> _TASK STATEMENT_: Write out every line of the data below again, substituting "pin" for each "marker" and changing nothing else. Leave out the pictures.

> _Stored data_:
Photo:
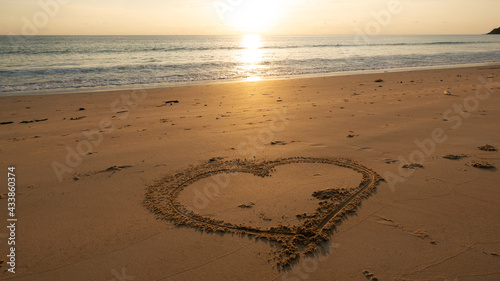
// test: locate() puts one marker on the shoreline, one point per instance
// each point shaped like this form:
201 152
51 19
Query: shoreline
100 89
85 166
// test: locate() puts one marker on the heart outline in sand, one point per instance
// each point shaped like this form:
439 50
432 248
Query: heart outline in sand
292 241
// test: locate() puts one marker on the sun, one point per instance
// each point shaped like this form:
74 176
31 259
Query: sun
255 16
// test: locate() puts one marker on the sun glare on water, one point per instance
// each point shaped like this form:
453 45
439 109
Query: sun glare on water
251 55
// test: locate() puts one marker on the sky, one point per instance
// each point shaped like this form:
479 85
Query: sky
233 17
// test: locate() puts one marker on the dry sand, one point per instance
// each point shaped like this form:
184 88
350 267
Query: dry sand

> _RESULT OF THIS EXERCISE_:
Photo:
// test: locate() puts one pin on the shoreline, one point per instance
// each point shaped like this form:
201 152
51 19
Query: shoreline
100 89
85 166
// test: locate() puts one pin on the heart outline in sand, one point per instance
// each point shaped like this form:
439 50
432 248
Query: heart outline in sand
292 241
// test: locate() puts one pin on the sun, one point per instance
// each point shaped like this form:
74 176
31 259
Query: sun
255 16
// test: locate() puts one pin on the sun glare on water, one point per instance
// each point shaped like this form:
453 45
439 109
Query: sun glare on water
251 55
// test: locate() puts one pin on the sky, one point per instance
// each point shaped like this form:
479 85
Query: sky
233 17
// test: locate() puts one pin on the dry sand, one point per instance
// each point shaped like this form:
184 88
350 267
Query: dry sand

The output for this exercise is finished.